• Exercise:
Answer these questions from the herd immunity text below, one line each:
(a) The roughly 30 per cent figure is based on what?
(b) In the quote about the statistician, where did he put each hand?
(c) Which countries are named as having had very small exposure?

• Given text:

I don't have the data.
I've not seen the data personally.
But in rural pockets it is extremely low.
We are saying roughly 30 per cent based on a mix of people from different populations.
There's an interesting quote told about how a statistician who put one hand in ice and the other hand in boiling water and said I feel fine, because the average was in between.
There is a lot of talk from experts about herd immunity and if India is closer to the herd immunity.
This is difficult to say because we do not know whether this disease offers lifelong protection and immunity.
But if you look at it from that perspective (that an attack of COVID-19 gives immunity), in a way, India may be better off, in terms of opening up economies, opening up its business, because a large segment of the population is immune.
If I look at countries like Singapore, Australia, New Zealand -- those countries have had very, very small exposure.

• Supplied records:

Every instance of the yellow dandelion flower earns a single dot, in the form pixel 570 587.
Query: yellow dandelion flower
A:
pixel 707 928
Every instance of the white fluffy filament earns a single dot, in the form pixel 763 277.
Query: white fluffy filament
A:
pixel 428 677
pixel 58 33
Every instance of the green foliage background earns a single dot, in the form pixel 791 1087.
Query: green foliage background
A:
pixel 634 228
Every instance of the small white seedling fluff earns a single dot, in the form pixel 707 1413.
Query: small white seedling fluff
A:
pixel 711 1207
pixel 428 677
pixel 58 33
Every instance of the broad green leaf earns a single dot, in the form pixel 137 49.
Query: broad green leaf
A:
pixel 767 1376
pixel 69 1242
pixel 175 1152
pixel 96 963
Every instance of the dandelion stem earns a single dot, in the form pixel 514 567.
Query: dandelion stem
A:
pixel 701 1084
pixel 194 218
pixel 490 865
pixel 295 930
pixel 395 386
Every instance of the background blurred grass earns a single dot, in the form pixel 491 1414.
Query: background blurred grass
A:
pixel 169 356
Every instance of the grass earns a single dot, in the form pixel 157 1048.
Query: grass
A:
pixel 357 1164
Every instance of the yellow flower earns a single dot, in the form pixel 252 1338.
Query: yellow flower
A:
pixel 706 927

• Written response:
(a) A mix of people from different populations.
(b) One hand in ice and the other in boiling water.
(c) Singapore, Australia and New Zealand.